NINA TOTENBERG, BYLINE: Melissa, everything is a matter of degree when you talk about confirmations and certainly Democrats are hardly pure in this. But Obama, more than any other modern president, has seen the opposition party put a chokehold on his judicial nominees. At the moment, for instance, he has 51 judicial nominees pending.

At this point in the George W. Bush administration, there were 19 pending judicial nominees. In the George H.W. Bush administration at this point, there were 26 vacancies or pending nominations and in the Reagan administration, 20 pending nominees. The only modern president who even came close to Obama's numbers was Clinton, so Obama has between two and three times as many pending nominees right now as the modern Republican president.

BLOCK: And the time that it takes to win confirmation has grown with that number.

TOTENBERG: Yes. It's grown exponentially. The average number of days it took uncontroversial trial court nominees in the Reagan administration to win confirmation was 69 days versus 204 days in the Obama administration. In fact, even Obama nominees who are eventually confirmed by huge majorities or unanimous votes have consistently faced a slow walk that can last a year or two.

### Extracted entries
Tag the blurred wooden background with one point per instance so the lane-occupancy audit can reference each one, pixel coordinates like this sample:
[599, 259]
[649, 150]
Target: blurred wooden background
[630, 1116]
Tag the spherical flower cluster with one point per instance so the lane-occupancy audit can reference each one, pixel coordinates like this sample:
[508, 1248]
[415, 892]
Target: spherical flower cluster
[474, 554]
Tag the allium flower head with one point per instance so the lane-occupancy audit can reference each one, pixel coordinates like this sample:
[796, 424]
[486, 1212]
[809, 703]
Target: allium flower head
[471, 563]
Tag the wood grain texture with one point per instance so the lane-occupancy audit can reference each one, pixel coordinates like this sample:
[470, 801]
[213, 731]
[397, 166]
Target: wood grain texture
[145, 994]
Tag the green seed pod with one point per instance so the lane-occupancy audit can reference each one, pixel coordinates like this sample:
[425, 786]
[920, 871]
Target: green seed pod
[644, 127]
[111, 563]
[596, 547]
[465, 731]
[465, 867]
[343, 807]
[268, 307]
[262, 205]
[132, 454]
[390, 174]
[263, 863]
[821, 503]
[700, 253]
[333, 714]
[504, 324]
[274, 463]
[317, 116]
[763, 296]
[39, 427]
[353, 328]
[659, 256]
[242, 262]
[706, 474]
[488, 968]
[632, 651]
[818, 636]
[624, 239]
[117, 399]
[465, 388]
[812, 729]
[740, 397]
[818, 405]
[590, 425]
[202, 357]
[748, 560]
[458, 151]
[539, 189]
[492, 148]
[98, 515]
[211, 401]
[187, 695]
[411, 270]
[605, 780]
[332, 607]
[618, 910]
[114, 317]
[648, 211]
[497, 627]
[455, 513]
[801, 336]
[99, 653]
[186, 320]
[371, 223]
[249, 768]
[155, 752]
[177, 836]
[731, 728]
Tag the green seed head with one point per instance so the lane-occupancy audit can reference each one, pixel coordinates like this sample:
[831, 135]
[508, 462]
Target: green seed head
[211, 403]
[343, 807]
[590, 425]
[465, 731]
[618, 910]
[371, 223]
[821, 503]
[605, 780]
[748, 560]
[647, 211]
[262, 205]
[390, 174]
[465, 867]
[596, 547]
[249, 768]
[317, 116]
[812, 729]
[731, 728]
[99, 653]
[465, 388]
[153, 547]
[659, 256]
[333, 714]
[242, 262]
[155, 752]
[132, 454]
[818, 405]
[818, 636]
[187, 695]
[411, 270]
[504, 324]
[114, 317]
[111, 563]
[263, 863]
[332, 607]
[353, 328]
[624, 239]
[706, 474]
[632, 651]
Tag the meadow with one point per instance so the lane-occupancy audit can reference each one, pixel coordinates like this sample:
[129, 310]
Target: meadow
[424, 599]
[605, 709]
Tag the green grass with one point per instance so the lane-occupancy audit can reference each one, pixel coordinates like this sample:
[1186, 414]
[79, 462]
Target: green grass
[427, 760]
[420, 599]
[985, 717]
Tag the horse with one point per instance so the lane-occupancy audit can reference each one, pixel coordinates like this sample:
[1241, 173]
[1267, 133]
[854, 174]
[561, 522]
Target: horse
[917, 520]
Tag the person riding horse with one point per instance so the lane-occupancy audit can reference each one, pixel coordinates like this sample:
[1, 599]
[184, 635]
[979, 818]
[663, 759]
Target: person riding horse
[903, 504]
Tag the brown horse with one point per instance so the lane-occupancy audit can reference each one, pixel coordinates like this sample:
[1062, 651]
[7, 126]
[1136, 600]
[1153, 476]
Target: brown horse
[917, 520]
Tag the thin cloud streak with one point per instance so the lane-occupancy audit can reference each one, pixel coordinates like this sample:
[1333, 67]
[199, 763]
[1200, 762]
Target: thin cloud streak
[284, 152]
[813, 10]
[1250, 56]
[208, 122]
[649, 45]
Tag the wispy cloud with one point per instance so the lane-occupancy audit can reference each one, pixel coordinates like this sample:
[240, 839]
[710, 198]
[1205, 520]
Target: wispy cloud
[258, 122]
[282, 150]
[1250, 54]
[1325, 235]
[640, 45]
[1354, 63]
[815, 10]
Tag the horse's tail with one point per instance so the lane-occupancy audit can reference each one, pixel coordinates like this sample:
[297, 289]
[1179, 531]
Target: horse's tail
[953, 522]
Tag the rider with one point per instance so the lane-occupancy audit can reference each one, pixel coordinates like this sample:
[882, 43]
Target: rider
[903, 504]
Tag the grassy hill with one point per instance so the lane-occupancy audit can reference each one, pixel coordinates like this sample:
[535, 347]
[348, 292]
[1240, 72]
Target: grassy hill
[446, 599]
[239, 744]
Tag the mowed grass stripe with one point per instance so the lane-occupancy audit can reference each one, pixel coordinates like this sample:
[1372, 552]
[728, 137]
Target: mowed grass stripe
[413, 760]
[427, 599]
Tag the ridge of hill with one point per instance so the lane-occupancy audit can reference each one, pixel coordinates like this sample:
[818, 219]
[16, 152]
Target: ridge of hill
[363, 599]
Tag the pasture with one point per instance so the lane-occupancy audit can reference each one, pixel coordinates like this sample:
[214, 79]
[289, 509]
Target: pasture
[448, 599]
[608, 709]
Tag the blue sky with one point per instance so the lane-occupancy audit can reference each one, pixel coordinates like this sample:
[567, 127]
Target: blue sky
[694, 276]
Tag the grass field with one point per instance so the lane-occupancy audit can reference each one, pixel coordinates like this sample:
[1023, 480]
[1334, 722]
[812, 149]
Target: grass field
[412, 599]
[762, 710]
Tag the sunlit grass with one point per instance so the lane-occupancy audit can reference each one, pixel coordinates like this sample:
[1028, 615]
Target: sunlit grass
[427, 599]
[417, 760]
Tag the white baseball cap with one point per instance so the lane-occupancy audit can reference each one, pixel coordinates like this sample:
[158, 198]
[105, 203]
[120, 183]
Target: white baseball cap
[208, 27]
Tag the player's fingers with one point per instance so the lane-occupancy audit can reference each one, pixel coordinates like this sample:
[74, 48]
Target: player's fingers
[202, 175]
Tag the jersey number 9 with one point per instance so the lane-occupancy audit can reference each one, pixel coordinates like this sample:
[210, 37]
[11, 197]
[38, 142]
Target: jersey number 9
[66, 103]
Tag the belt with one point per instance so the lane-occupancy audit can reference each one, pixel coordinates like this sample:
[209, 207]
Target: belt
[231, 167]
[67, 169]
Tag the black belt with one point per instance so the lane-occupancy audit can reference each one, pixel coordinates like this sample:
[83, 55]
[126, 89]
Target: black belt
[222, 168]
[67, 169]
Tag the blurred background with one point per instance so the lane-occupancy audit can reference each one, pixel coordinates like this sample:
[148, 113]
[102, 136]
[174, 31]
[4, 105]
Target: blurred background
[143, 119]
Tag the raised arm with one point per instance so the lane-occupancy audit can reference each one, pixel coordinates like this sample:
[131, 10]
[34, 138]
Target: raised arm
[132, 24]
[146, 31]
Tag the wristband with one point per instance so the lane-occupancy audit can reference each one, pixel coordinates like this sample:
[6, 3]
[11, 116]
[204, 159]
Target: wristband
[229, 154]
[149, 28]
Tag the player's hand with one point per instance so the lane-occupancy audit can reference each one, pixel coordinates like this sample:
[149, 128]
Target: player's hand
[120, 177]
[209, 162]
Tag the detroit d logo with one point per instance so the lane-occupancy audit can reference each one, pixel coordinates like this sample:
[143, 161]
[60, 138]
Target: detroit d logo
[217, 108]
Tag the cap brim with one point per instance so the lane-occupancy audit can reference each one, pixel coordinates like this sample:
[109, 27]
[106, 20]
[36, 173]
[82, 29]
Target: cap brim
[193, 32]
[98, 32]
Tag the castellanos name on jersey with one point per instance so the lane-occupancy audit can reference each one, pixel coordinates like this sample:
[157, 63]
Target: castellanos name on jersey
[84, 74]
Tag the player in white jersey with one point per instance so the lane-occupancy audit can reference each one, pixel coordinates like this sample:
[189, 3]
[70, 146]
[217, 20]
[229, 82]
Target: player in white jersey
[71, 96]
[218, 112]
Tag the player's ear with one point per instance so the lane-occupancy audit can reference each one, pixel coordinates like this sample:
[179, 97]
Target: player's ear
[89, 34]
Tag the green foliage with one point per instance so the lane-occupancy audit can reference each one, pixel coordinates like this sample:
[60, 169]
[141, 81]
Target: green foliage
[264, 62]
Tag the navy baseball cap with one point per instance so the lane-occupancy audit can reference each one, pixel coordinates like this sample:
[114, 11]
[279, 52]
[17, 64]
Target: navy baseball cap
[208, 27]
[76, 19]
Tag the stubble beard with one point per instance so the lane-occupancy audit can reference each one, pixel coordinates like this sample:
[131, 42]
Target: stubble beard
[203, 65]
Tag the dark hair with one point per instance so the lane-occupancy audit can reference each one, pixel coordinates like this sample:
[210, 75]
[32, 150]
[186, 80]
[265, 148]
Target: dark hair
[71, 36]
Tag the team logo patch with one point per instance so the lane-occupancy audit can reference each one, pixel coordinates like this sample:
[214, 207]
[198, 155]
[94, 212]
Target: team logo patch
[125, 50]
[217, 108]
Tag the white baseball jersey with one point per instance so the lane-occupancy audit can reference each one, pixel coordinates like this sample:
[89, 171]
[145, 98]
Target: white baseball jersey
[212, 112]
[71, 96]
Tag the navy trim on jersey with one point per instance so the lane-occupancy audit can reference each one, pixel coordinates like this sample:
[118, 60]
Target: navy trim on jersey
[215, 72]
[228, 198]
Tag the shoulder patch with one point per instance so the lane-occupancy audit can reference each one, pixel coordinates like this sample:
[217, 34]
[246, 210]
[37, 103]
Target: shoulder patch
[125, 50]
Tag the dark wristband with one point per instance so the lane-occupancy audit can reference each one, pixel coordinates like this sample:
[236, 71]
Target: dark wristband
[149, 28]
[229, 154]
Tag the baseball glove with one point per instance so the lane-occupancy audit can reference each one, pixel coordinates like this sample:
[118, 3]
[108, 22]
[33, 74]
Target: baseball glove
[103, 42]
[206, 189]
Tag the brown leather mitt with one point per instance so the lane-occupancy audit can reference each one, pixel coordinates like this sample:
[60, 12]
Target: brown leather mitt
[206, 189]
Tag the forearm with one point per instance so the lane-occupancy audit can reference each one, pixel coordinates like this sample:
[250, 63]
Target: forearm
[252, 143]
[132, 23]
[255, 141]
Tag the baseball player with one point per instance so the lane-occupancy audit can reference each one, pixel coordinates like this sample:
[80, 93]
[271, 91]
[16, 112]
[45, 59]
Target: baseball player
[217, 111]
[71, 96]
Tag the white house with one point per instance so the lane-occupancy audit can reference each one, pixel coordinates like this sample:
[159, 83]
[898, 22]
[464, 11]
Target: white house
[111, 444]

### Short task 1
Answer these questions about the transcript on judicial nominees:
(a) How many judicial nominees does Obama have pending?
(b) How many judicial nominees were pending at this point in the George W. Bush administration?
(c) How many days on average did it take uncontroversial trial court nominees in the Reagan administration to win confirmation?
### Short task 2
Could you pick up the transcript on judicial nominees after its last line and carry it on?

### Answer 1
(a) 51
(b) 19
(c) 69 days

### Answer 2
In the last three weeks alone, Republicans blocked three nominees to the U.S. Court of Appeals for the D.C. Circuit and in no case were there claims that the nominees were unqualified or even too liberal. Instead, Republicans were claiming that the D.C. Circuit does not have a caseload that justifies filling these slots, a claim that was contradicted by nonpartisan experts within the federal judiciary who track this kind of thing.

BLOCK: So Nina, where does this leave Republicans? Do they have any way to stop President Obama now?

TOTENBERG: Well, they certainly have the ability still to slow things down. Nominations generally have to go through the judiciary committee and there are all kinds of procedural ways to slow walk a nominee that have been used already and can be increased. Unless there's a quorum, there can't be a vote so that can all take much, much more time. But Republicans are worried. They will say privately that most of Obama's nominees have been pretty - within the liberal category - pretty mainstream.

Not the kind of thing that really upsets them with one or two exceptions. They're worried that the wraps are off now. And here, for example, is Senator Lindsey Graham today.

SENATOR LINDSEY GRAHAM: The political nature of who you pick changes because you're not going to have to accommodate anybody on the other side. So I think you'll see, over time, the flavor of the judiciary change.

TOTENBERG: And I guess we'll just have to wait to see on that one.

BLOCK: And Nina, the ramifications for Democrats now?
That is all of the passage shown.